··· ВЫБРАННЫЙ ТЕКСТ
Большая часть «Трактата» отведена вопросам музыкального времени, а значит, ритма, который является для Мессиана едва ли не важнейшим явлением, обуславливающим само существование музыки. В начале книги он приводит десятки определений понятия «ритм», взятые из интеллектуального наследия человечества, и располагает голоса разных эпох и философских школ на одной странице так, что они сливаются в заклинательный хор. Достаточно послушать несколько минут из любого сочинения Мессиана, чтобы обратить внимание на его ритм: деятельный, информативный, не имеющий ничего общего с привычными ритмами европейской музыки, очищенный от любой жанровой ассоциации – не марш, не вальс, не колыбельная.

Мессиановский ритм покоится на принципах, радикально отличных от тех, что царствовали в западной музыке с эпохи барокко до начала ХХ в. В самом грубом виде та ритмическая система, к которой приучен наш слух, основывается на делении на два: если вы посмотрите на часы и попробуете постучать по столу пальцами вместе с секундной стрелкой, вам не составит никакого труда начать стучать ровно вдвое, а затем – ровно вчетверо быстрее. Правда, продолжительность нот в западной музыке – величина не абсолютная, а относительная. Существует условная «длинная нота» – крупная длительность, с которой чаще всего начинается деление. В западной ритмической системе она называется «целая нота». Целая делится пополам[107], эти вдвое более быстрые длительности – еще пополам, потом еще и еще: так получаются половинные, четверти, восьмые, тридцать вторые и шестьдесят четвертые – все более быстрые длительности[108], каждая – вдвое короче предыдущей. Ими и записывается музыка в западной ритмической традиции, причем эти длительности относятся как к звукам, так и к паузам. Благодаря тому, что длительности внутри этой пирамиды взаимосвязаны и кратны друг другу, возникает эффект временнóй упорядоченности музыки: в основе всего – медленная пульсация, равномерно заполненная пульсами более мелкого порядка, в которых мы без труда выделяем сильные и слабые доли: вдох – выдох, правая – левая. Кристаллизация этой системы завершилась в европейской музыке приблизительно к XVII в., после чего просуществовала незыблемо 300 с лишним лет и, несмотря на ритмические поиски, происходившие в музыке ХХ в., только слегка пошатнулась, повсеместно присутствуя и в академической, и в коммерческой музыке по сей день. Разумеется, за сотни лет она получила значительное развитие и использовалась для выражения сложных ритмических рисунков, однако базовый ее принцип – дробление целой на все более мелкие длительности, кратные двум или трем, – оставался неизменным.
······
··· ПРЕДОСТАВЛЕННЫЕ СТРОКИ
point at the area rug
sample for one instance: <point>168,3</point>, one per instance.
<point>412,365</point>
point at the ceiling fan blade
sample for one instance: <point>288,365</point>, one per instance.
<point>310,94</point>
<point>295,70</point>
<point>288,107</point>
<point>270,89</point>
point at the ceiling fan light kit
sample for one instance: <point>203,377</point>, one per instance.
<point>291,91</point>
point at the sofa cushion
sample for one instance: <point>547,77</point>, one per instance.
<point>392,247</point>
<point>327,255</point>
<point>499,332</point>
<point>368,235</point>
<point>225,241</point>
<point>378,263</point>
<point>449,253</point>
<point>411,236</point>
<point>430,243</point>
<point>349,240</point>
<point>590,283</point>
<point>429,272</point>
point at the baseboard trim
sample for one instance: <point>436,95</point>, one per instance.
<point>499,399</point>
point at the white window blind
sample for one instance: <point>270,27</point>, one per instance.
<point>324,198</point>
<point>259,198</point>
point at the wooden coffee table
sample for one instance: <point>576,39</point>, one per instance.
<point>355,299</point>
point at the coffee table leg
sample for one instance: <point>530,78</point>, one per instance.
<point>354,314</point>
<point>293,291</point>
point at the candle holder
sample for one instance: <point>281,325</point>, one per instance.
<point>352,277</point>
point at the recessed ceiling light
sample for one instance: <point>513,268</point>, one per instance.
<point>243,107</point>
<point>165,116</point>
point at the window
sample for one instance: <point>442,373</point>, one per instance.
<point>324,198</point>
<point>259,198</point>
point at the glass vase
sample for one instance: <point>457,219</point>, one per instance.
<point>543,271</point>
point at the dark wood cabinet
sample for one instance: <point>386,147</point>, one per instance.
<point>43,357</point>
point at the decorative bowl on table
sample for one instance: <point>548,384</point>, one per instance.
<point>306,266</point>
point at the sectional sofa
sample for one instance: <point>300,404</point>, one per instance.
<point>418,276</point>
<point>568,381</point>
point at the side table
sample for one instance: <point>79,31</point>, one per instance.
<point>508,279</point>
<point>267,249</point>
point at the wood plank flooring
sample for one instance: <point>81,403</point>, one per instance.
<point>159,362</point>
······
● **СПИСОК ЗАДАЧ**
(A) Укажите, сколько строк выше содержат слово «table». В ответе приведите только число.
(B) Продолжите текст о ритме в музыке Мессиана, начав сразу после его последнего предложения.

● **ОТВЕТЫ К УПРАЖНЕНИЮ**
(A) 4

(B)
Однако, если вы попробуете послушать музыку, находящуюся вне европейской профессиональной традиции XVII–XIX вв., – от пения тибетских монахов до русской протяжной песни, то услышите, что ее временнáя организация работает по совершенно иному принципу: там нет регулярной ритмической матрицы, удобно дробящейся на ячейки, и ощущение силы и слабости «счетов» (тяжелые «раз» и «три», слабые «два» и «четыре») ослаблено или отсутствует вообще. Взамен этого существует поток разных длительностей: прихотливый, никак не членящийся, лишенный реперных точек. Именно так представлял себе музыкальное время Оливье Мессиан: не в виде отрезка, непрерывно делящегося пополам, но в виде нерегулярной, сложной, как ветка дерева или коралловый риф, структуры, которая «выращивается» по принципу, диаметрально противоположному тому, что принят в западной музыке. За основу в нем взята мельчайшая ритмическая единица, условный «раз», равный взмаху ресниц. Более крупные ритмы составляются из свободного умножения этой длительности, как гроздья винограда – из мелких ягод. Вернее, свобода эта жестко ограничена правилами куда более сложными, чем простое пропорциональное увеличение. Европейский ритмический метод – идти от целого к все более мелкому: дедукция. Сама по себе эта система подразумевает завершенность, очерченность целого: она исходит из крупной длительности, которая мыслится как нечто конечное, а значит, «объятное». Мессиан считает, что исходить из времени, нарезающегося на части, невозможно. Действительно, если мы откажемся от привычки обязательного деления крупной длительности на два или три, мы увидим, что сделать это можно бесчисленным количеством способов. Поэтому естественнее пойти от мельчайшего зерна к становлению целого – индукция. «Мессиановское» время обладает потенциалом бесконечности, потому что способно неограниченно надстраиваться, «другой конец» его нам не виден. Ритмы, устроенные таким образом, довольно трудны для западного слушателя: они сбивают с толку нашу слуховую привычку, заменяя паркет, расчерченный на квадраты, тропическими джунглями.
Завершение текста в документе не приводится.